▸ Pokazany fragment:

******

Recenzja Komiksu: Hellverine #2 (2024) – Gdzieś między piekłem a... rozczarowaniem

 


Po bardzo obiecującym i intensywnym pierwszym numerze, Hellverine #2 nieco traci impet. Choć znajdziemy tu kilka ciekawych momentów – zwłaszcza w partii retrospektywnej – całość okazuje się mniej spójna i mniej angażująca niż otwarcie serii.


Mocny horrorowy klimat… w połowie

Największą zaletą numeru jest bez wątpienia dłuższy flashback w środku zeszytu, który działa jak krótka opowieść grozy. Ma świetny nastrój, precyzyjne tempo i dobrą narrację – czyta się go jak fragment z dobrze skonstruowanego horroru klasy B. Szkoda tylko, że przez tę sekwencję wątek współczesny został zepchnięty na margines. Obecne wydarzenia przelatują niemal zbyt szybko i kończą się... w zasadzie antyklimaksem.

******

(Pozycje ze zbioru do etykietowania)
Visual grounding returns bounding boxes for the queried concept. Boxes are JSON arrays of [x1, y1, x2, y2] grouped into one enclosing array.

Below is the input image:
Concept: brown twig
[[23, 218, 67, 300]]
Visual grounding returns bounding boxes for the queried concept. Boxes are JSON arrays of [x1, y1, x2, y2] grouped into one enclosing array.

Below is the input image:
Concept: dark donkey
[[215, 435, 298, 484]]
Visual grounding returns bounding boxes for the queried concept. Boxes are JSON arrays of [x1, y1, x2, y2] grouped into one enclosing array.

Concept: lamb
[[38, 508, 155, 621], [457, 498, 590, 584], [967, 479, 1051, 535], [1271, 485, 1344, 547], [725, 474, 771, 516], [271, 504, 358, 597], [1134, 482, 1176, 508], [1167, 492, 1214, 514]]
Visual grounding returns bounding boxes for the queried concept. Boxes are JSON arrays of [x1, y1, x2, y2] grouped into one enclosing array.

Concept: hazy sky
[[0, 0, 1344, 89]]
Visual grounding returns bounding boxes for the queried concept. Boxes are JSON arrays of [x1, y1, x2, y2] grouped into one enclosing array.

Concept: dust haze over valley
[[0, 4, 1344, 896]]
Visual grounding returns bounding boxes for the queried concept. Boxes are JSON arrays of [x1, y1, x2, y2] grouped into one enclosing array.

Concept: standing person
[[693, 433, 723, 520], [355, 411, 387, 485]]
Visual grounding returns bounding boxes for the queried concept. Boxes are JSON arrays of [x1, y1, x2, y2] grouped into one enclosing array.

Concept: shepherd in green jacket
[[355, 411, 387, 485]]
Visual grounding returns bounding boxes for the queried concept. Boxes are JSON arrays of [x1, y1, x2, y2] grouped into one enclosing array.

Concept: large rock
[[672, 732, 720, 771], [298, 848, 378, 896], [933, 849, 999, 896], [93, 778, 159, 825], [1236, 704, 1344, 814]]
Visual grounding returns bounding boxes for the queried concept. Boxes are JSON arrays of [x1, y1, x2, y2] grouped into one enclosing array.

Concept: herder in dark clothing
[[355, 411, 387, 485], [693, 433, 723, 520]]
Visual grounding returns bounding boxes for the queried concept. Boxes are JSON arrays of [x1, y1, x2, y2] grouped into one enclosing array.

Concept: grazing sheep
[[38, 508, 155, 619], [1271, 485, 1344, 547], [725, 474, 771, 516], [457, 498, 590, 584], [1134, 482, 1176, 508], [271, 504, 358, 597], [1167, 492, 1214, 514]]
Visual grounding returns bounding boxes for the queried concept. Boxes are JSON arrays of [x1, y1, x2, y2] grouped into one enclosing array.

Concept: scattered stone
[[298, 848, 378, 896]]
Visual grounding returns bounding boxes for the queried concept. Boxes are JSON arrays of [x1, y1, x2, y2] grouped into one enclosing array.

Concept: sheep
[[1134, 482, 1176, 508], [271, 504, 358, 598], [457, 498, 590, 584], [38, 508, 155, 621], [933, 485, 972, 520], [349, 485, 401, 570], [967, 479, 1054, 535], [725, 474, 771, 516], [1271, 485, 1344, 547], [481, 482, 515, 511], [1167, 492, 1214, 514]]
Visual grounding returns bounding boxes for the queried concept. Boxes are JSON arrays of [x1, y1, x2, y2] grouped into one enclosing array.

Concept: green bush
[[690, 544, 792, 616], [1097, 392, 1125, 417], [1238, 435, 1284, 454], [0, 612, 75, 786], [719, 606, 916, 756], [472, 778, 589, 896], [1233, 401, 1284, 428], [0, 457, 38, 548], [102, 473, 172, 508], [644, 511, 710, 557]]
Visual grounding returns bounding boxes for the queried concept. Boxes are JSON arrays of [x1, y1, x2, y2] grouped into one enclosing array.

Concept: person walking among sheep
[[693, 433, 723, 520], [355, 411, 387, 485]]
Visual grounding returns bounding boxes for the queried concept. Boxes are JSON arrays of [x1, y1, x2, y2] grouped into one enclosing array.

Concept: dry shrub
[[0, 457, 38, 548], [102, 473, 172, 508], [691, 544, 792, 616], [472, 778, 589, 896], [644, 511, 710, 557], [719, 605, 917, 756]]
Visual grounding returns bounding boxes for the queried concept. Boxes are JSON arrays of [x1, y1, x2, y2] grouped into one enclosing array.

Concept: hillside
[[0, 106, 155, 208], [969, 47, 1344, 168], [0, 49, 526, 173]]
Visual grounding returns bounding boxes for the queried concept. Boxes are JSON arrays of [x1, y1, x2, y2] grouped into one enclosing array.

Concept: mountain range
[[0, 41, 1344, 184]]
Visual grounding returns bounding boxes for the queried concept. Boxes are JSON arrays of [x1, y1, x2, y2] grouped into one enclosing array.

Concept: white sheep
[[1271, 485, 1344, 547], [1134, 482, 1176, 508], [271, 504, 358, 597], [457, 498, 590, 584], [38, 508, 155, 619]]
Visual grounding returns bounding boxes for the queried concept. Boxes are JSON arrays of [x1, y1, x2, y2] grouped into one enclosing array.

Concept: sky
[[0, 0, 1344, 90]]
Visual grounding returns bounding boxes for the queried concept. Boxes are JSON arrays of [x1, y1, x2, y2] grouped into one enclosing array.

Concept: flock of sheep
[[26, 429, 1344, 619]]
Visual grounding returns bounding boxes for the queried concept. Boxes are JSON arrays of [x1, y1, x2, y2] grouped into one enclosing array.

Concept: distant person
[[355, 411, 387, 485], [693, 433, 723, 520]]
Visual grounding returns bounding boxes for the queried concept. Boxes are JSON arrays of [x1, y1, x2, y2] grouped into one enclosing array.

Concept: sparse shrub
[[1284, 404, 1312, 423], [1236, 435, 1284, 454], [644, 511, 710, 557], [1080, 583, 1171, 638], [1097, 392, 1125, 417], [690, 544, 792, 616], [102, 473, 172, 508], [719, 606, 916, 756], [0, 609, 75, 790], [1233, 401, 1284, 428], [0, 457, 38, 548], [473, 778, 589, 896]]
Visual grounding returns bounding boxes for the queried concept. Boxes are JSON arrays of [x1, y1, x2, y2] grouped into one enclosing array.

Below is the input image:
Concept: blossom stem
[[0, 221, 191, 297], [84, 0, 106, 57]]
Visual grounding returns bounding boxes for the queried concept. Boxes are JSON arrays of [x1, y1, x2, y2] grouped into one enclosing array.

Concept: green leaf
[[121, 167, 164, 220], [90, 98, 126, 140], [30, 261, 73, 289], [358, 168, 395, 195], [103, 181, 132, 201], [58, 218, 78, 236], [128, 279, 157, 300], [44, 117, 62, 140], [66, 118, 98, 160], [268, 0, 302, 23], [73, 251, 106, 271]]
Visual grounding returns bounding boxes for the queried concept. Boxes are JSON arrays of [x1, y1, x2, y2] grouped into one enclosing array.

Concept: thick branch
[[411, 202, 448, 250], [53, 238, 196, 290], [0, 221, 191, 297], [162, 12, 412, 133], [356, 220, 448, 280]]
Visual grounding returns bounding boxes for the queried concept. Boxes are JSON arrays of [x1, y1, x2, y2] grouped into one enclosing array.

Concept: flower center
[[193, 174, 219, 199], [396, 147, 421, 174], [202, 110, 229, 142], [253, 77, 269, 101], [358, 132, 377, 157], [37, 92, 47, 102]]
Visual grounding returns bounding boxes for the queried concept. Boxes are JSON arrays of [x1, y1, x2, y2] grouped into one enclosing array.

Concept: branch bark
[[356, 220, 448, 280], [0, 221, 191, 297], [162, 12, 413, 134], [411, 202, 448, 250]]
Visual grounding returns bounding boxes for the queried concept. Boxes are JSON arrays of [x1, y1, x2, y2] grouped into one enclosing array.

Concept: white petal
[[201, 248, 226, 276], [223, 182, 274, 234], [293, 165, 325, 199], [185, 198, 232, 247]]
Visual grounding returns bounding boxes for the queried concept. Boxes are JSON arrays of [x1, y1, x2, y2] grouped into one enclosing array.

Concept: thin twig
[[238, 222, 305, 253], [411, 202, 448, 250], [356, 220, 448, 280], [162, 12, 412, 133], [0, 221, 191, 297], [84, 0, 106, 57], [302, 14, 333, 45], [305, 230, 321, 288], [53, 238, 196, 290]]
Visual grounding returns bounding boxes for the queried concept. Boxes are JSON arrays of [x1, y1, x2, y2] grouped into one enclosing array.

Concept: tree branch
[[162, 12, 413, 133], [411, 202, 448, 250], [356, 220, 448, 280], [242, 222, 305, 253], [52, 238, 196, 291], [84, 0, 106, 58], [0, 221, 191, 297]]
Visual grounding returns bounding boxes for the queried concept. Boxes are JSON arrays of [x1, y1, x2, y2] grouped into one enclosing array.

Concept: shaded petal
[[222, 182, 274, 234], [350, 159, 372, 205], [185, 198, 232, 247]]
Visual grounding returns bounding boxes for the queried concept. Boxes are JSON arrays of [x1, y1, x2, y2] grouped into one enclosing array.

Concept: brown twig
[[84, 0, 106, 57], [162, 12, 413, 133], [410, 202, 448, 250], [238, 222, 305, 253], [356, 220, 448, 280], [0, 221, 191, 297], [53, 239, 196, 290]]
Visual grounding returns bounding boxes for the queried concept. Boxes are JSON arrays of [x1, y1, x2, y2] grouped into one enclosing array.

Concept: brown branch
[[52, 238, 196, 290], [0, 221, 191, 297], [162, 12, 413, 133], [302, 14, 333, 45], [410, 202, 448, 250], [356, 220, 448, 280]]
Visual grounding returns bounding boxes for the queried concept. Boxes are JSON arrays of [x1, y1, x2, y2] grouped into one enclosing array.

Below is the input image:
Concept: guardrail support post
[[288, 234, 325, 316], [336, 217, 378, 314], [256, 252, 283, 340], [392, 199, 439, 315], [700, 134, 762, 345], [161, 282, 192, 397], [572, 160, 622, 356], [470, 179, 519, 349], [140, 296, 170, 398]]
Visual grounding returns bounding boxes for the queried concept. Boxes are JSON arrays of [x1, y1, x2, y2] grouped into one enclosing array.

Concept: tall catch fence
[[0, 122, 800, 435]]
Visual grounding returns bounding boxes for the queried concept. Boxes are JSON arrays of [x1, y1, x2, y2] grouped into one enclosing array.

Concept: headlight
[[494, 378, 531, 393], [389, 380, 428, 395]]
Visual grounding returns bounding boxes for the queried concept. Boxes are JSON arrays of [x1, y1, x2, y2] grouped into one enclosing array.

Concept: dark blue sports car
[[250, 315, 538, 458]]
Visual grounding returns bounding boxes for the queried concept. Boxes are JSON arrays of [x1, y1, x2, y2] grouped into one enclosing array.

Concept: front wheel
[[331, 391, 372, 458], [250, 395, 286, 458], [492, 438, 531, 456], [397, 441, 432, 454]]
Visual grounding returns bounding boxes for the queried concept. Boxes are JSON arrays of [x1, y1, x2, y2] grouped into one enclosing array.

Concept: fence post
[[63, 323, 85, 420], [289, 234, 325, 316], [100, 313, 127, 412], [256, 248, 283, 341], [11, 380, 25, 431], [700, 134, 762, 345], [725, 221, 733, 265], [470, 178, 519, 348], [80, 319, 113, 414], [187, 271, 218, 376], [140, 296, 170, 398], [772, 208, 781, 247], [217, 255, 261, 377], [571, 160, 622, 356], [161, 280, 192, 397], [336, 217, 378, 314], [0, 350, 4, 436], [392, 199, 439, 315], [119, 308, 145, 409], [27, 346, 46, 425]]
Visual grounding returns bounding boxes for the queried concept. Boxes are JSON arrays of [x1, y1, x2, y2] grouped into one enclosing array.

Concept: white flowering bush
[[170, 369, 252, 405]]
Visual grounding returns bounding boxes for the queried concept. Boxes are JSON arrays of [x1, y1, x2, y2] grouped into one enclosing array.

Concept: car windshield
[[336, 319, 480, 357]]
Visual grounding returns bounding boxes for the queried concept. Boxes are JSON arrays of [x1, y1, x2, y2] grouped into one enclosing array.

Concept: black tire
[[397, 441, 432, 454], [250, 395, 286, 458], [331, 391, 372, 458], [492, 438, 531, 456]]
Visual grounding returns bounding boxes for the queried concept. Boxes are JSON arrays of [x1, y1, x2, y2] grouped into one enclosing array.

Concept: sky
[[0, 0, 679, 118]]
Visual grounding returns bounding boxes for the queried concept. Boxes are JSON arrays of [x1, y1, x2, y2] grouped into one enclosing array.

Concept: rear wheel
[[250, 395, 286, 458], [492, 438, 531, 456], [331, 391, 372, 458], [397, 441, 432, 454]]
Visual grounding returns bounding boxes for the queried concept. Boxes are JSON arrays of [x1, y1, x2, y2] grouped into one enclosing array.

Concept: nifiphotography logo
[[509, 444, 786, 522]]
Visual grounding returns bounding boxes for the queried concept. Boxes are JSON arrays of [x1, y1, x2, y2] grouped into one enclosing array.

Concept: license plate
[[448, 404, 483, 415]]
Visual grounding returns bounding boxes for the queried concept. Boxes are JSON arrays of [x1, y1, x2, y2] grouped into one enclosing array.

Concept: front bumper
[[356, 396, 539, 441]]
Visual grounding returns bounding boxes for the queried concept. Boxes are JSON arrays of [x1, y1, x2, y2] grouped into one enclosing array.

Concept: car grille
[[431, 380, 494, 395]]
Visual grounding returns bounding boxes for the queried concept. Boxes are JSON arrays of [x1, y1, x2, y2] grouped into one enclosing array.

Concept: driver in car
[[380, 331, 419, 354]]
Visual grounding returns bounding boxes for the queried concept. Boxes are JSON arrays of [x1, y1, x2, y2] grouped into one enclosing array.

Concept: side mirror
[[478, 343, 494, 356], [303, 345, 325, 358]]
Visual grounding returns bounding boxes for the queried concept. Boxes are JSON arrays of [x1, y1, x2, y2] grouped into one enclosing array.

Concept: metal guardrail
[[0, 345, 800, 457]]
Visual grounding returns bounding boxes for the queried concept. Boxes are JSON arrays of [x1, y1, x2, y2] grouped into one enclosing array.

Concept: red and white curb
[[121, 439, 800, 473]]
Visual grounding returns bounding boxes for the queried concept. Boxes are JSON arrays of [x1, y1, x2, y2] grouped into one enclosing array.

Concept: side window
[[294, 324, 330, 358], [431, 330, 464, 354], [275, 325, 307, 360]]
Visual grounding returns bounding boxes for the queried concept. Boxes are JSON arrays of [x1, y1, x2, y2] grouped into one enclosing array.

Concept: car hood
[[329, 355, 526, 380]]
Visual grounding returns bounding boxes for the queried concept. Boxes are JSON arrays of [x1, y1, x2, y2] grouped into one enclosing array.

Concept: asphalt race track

******

▸ Zestaw ćwiczeń:
1) Streść w dwóch zdaniach recenzję komiksu Hellverine #2.
2) Napisz dalszy ciąg recenzji komiksu Hellverine #2, zaczynając zaraz po jej ostatnim zdaniu.
Rekordy nie są tu do niczego potrzebne.

▸ Odpowiedzi:
1) Po mocnym pierwszym numerze Hellverine #2 nieco traci impet i wypada mniej spójnie oraz mniej angażująco niż otwarcie serii. Najlepszą częścią zeszytu jest dłuższy flashback, który działa jak krótka opowieść grozy, ale przez niego wątek współczesny zostaje zepchnięty na margines i kończy się antyklimaksem.

2)
Pióro Percy’ego – nierówne, ale świadome

Benjamin Percy tym razem nie trafia idealnie z narracją. Brakuje tej płynności i dramaturgii, jaką mieliśmy w pierwszym numerze. Momentami bywa zbyt ekspozycyjny, a miejscami powtarza informacje, które czytelnik już zna – zwłaszcza pod koniec, gdy pojawia się Doctor Strange, by podsumować coś, co chwilę wcześniej zostało pokazane. Jednak warto docenić jedną rzecz: Percy potrafi wpleść kontekst Marvelowskiego uniwersum bez uczucia sztucznego "cross-overowania". Krakoa, status mutantów, sytuacja Strange’a – wszystko jest, ale subtelnie zarysowane.

Hellverine – potwór bez ognia

Największy problem? Tytułowy Hellverine nie robi takiego wrażenia, jakie powinien. Projekt postaci w ruchu wygląda... dziwnie. Czaszka zamiast maski wypada karykaturalnie, a brak płomieni, które zwykle towarzyszą Ghost Riderowi, odbiera tej postaci piekielnej siły. Wygląda to bardziej jak cosplay niż istota z innego wymiaru.

Grafika i klimat – częściowy ratunek

Geoffrey Ienco odpowiadający za rysunki ma momenty lepsze i gorsze. Sceny akcji są dynamiczne, ale rozmowy wypadają sztywno. Mimika i pozy postaci są drewniane, przez co niektóre sekwencje dialogowe tracą na sile. Jednak same tła, mrok i kolorystyka budują klimat – szczególnie w momentach horrorowych.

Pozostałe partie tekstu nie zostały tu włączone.